Pointing and labeling entries:
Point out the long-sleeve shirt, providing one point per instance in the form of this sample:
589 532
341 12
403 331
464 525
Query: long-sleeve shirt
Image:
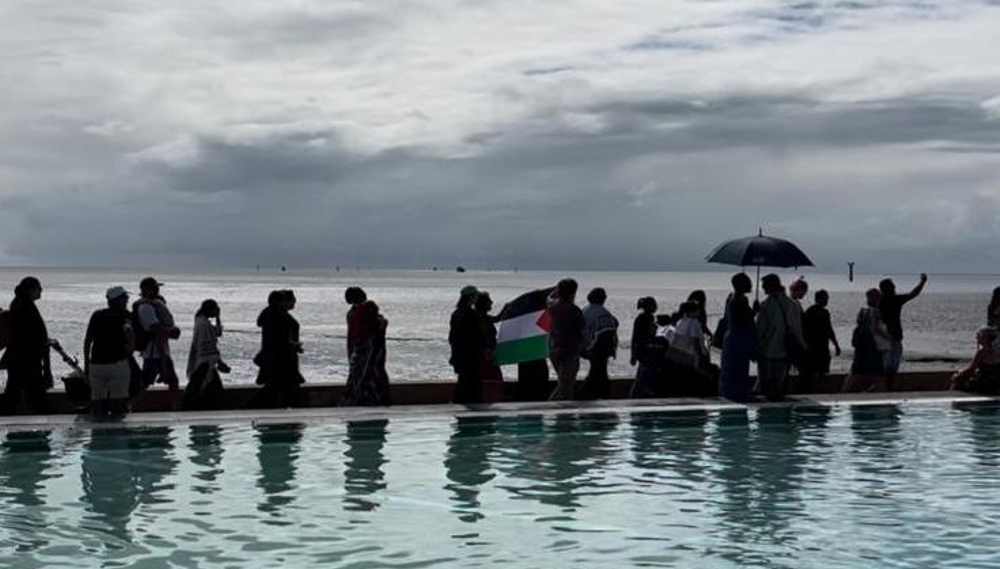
778 322
29 339
204 345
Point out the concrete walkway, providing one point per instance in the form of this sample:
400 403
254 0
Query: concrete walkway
419 412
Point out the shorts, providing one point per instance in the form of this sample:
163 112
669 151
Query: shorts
892 358
109 381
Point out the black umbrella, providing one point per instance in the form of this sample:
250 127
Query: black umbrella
759 251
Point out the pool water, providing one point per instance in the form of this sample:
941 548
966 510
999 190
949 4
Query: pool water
912 485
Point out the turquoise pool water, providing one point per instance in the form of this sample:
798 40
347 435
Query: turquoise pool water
860 487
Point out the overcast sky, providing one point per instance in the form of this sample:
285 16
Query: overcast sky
573 134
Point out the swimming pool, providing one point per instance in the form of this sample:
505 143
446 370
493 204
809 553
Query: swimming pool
910 485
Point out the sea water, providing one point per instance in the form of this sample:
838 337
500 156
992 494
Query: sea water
939 326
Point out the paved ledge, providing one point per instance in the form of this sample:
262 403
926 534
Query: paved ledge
407 413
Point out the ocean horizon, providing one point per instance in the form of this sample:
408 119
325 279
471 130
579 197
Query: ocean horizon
939 326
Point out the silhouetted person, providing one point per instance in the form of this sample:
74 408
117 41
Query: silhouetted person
565 339
643 333
993 310
107 348
601 345
870 341
465 336
891 308
367 381
29 369
154 328
738 343
982 375
779 337
490 376
797 291
699 297
278 358
817 328
204 388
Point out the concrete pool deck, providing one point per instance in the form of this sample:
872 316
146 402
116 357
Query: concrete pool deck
417 412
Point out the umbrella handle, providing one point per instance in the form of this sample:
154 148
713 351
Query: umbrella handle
758 284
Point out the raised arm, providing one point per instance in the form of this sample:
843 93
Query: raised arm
88 341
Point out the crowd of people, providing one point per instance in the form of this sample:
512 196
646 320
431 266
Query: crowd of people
671 351
115 335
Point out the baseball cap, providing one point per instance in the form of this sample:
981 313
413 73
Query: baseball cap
115 292
149 283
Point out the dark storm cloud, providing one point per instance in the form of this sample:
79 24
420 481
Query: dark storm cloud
469 134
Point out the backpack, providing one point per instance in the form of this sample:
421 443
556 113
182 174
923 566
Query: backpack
140 336
5 328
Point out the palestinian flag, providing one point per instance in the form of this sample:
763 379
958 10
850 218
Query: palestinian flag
523 334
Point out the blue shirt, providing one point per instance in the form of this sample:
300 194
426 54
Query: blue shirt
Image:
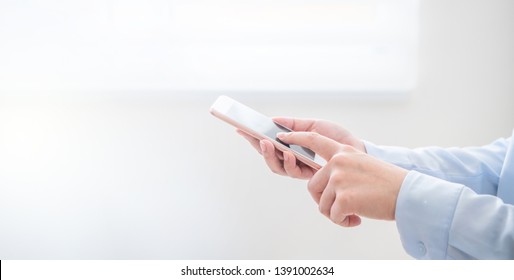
455 203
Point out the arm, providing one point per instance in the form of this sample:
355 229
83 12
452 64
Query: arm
476 167
442 220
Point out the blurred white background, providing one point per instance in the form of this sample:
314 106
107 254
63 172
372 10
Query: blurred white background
146 174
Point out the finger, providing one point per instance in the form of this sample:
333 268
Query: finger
318 183
326 201
295 168
252 140
271 158
295 123
323 146
340 215
351 221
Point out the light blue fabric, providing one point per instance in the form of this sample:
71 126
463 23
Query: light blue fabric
455 203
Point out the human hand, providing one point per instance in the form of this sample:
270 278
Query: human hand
285 163
352 183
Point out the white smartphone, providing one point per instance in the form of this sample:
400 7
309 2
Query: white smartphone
261 127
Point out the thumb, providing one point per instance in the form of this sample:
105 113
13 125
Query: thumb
321 145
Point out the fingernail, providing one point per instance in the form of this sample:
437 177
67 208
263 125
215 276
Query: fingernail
281 135
286 157
263 147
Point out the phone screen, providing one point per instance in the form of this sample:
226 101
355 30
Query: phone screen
264 125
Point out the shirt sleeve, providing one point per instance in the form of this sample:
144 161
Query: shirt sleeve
438 219
475 167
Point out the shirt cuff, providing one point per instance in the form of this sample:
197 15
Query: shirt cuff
424 214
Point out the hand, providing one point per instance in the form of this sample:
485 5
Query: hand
352 183
286 163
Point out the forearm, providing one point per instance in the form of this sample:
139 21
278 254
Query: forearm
476 167
442 220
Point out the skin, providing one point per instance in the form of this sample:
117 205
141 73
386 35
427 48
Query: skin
352 183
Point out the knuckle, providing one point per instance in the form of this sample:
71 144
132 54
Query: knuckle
339 159
312 136
337 178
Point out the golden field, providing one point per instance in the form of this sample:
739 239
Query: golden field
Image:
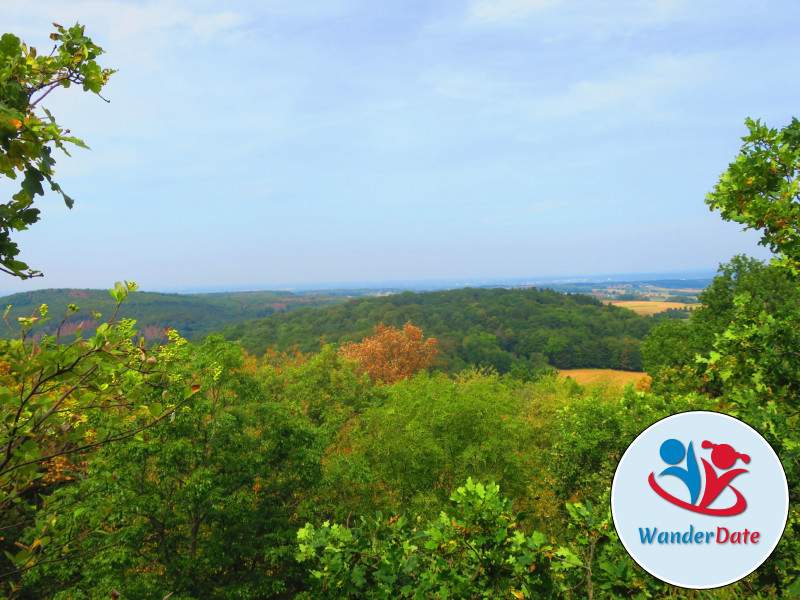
648 308
605 376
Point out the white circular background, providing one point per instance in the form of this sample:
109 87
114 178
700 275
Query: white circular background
635 505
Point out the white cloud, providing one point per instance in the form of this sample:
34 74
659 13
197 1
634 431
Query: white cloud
655 79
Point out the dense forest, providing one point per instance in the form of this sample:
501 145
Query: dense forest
170 470
497 328
194 315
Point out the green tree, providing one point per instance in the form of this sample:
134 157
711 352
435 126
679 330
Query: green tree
760 189
60 403
201 507
28 137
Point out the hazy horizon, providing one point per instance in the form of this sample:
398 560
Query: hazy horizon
353 141
411 284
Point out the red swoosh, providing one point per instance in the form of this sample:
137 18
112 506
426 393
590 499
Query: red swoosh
737 508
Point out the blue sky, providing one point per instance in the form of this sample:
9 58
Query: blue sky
263 144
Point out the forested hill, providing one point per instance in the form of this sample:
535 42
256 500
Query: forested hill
194 316
492 327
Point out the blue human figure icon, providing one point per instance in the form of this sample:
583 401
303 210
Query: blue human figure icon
672 452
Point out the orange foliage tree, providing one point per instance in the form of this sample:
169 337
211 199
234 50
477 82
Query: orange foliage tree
390 354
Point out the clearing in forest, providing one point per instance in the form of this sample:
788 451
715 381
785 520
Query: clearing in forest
604 376
649 308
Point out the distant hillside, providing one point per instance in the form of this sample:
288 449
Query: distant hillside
194 316
494 327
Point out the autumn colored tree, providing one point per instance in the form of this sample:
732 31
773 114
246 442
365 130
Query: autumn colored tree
390 354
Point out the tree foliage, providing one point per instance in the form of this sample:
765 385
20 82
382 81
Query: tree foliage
761 190
27 137
390 354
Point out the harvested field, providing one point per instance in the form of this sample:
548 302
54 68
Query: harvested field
604 376
648 308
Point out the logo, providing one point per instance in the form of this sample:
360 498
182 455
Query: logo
723 456
699 500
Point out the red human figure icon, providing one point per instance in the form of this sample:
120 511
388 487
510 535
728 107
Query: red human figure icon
724 457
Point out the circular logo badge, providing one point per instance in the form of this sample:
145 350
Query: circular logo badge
699 500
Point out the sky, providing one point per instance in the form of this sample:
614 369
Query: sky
267 144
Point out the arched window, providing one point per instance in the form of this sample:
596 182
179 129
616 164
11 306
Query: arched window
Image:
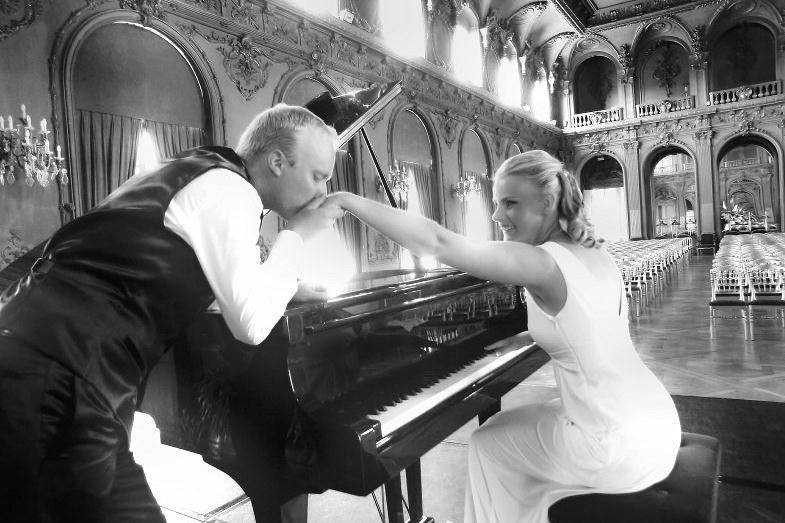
334 255
403 27
413 160
128 79
467 48
541 96
508 77
477 201
604 197
594 87
743 55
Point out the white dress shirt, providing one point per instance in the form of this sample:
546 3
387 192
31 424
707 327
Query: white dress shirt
219 214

## Exercise aim
Transcribe the material exactly, keeping every word and none of the pictures.

## Exercise output
Point out the long-sleeve shirt, providing one point per instance in the form of this sample:
589 532
341 12
403 331
464 525
Query: long-sleeve shirt
Image:
778 322
29 339
204 345
Point out the concrete walkway, providing one point per instance in the form of this sample:
400 403
254 0
Query: concrete walkway
419 412
Point out the shorts, providing one point per instance in the form of this sample:
163 112
669 151
Query: shorts
892 358
109 381
Point out the black umbrella, providing one point per instance in the form of this sample:
250 127
Query: black umbrella
759 251
Point out the pool water, providing one point per instance in the form of this sample:
941 548
966 510
999 190
949 4
Query: pool water
912 485
Point out the turquoise pool water, providing one point per instance in the form of this sample:
798 40
347 435
Query: turquoise pool water
860 487
Point out the overcast sky, providing one point per instance in the form of this sample:
285 16
Query: overcast sky
573 134
Point out the swimming pool, providing one point per instance in the form of this sample:
505 143
446 370
493 204
809 553
Query: swimming pool
910 485
Point out the sea water, providing one point per instance in the form of this sample:
838 337
500 156
992 494
Query: sea water
939 326
Point out the paved ledge, providing one point per instance in the form of this sample:
262 403
926 534
Query: paved ledge
407 413
Point out the ocean horizon, providing one point per instance in the form of this sample:
408 119
325 279
471 130
579 197
Query: ocean horizon
939 326
Point out the silhouetted person, providing one point per instance in the form of this sample:
74 408
117 41
Query: silhouetted person
565 339
643 333
993 310
107 348
601 345
870 341
465 336
891 308
367 381
29 369
154 328
738 343
982 375
779 337
490 376
797 291
699 297
278 358
817 328
204 388
Point out the concrete pool deck, providing one point per instance in the form of this sample:
872 316
146 402
116 357
Query: concrete pool deck
417 412
Point out the umbrella handle, providing one point per instance in the form of this sample:
154 148
713 351
Query: umbrella handle
758 284
Point out the raised arm, providing one point per instance in the form of this sample:
843 93
Query: raised arm
88 341
Point out the crowd of people, providing one point per instance in the form of this sample:
512 196
646 320
431 266
Query: crowd of people
671 351
115 335
Point out the baseball cap, providing one point per instance in the form of this sample:
981 313
413 73
Query: baseball cap
115 292
149 283
Point out the dark storm cloud, providing one point per instance in the form of this sample:
79 24
420 481
Query: dark storm cloud
469 134
Point out the backpack, providing one point per instance in the form of this sample:
421 443
556 113
182 174
923 566
Query: backpack
140 336
5 328
Point out the palestinian flag, providing one point per instance in the form of this sample:
763 379
958 10
850 218
Query: palestinian flag
523 334
Point out the blue shirt, providing one point per instance in the form of this sample:
300 194
426 54
Query: blue shirt
Image:
455 203
Point out the arm, providing one point per instance in the form of this sample:
355 229
83 12
452 64
Query: arm
476 167
442 220
Point out the blurred white background, providing one point per instance in the form of this sample:
314 106
107 254
63 172
372 10
Query: blurred white background
146 174
Point out the finger, providing one point per instance in the form of this sample:
333 268
Query: finger
318 183
326 201
295 168
252 140
271 158
295 123
323 146
340 215
351 221
Point out the light blue fabric, providing one point per instance in the form of this sample:
71 126
463 23
Query: light blue fabric
455 203
Point out the human hand, providing one point per instance in the form of this sample:
270 278
Query: human hand
285 163
352 183
Point out the white smartphone, providing one point per instance in the form of this sample:
400 7
309 2
Query: white smartphone
261 127
Point out the thumb, providing one point per instance in the form of this sample:
105 113
13 125
Query: thumb
321 145
Point out the fingernail, providing one point per instance in the form of this sample:
437 177
67 208
263 125
215 276
Query: fingernail
281 135
286 157
263 147
Point out the phone screen, providing one point per instance in the form of this sample:
226 101
355 30
Query: phone screen
264 125
Point out the shirt sleeve, providing one point per instance in the form of this sample:
144 161
Query: shirt sleeve
438 219
475 167
Point out the shirt cuff, providing one point per instance in the form of this sample:
197 15
Query: shirt cuff
424 214
Point out the hand, providing one point per instance in the form of this sample:
485 5
Query: hand
352 183
286 163
Point out the forearm, providing one point per instance in the form of this sample:
139 21
278 254
Query: forearm
476 167
442 220
Point out the skin, providing one point per instance in the form of this sample:
117 205
141 73
386 35
427 48
Query: skin
352 183
Point out the knuckle, providing one point per instance in the form of this sample:
71 144
132 54
Query: knuckle
339 159
312 136
337 178
Point out the golden field, providing one point per instance in the form of this sample:
739 239
Query: golden field
Image:
648 308
605 376
Point out the white circular background, providing one point per instance in the form of this sample:
109 87
114 178
700 275
Query: white circular background
635 505
Point out the white cloud, providing one point per instance in the form of this sample:
34 74
659 13
197 1
634 431
Query: white cloud
655 79
Point out the dense forest, providing one point per instance in the form of this sample:
501 145
Query: dense forest
170 470
497 328
194 315
Point out the green tree, providing one point per instance in the form of this sample:
134 157
711 352
435 126
679 330
Query: green tree
760 189
60 403
201 507
28 137
Point out the hazy horizon, providing one point per instance in the form of this sample:
398 560
Query: hazy horizon
353 141
411 284
Point out the red swoosh, providing one point per instance in the form of this sample:
137 18
112 506
426 393
590 499
Query: red swoosh
737 508
Point out the blue sky, providing one point per instance in the form of this sample:
9 58
Query: blue sky
263 144
Point out the forested hill, providing one point per instance in the form of this sample:
535 42
256 500
Query: forested hill
194 316
492 327
Point out the blue human figure icon, providing one point per instance in the form of this sample:
583 401
303 210
Query: blue human figure icon
672 452
Point out the orange foliage tree, providing one point per instance in the form of this sample:
169 337
211 199
234 50
477 82
Query: orange foliage tree
390 354
Point out the clearing in forest, providing one point per instance in the form of this sample:
788 451
715 381
785 520
Query: clearing in forest
604 376
649 308
Point out the distant hillside, providing one point per instance in the form of this sample:
288 449
Query: distant hillside
194 316
494 327
Point out the autumn colored tree, providing one point per instance in the form of this sample:
732 31
773 114
246 442
365 130
Query: autumn colored tree
390 354
Point out the tree foliage, providing one point per instance in the form of this sample:
765 385
20 82
382 81
Query: tree foliage
761 190
27 137
390 354
Point out the harvested field, providing one point per instance in the form of this sample:
548 302
54 68
Query: harvested field
604 376
648 308
Point out the logo, providing one point per instance in the form of this sample:
360 498
182 455
Query: logo
723 456
699 500
Point out the red human figure icon, providing one point per instance in the form of this sample:
120 511
388 487
510 535
728 107
Query: red human figure icon
724 457
Point out the circular logo badge, providing one point per instance in the form of this sample:
145 350
Query: circular logo badge
699 500
Point out the sky, providing one point per instance in the form of this sample:
614 369
Query: sky
267 144
Point out the arched window, providing one point per instance in the form of this sample:
596 182
179 129
616 164
11 306
Query: arched window
Image:
334 255
403 27
413 160
128 79
467 48
541 96
508 77
477 201
604 197
594 87
743 55
Point out the white dress shirt, providing one point per instance in the form of this sample:
546 3
387 192
31 424
707 327
Query: white dress shirt
219 214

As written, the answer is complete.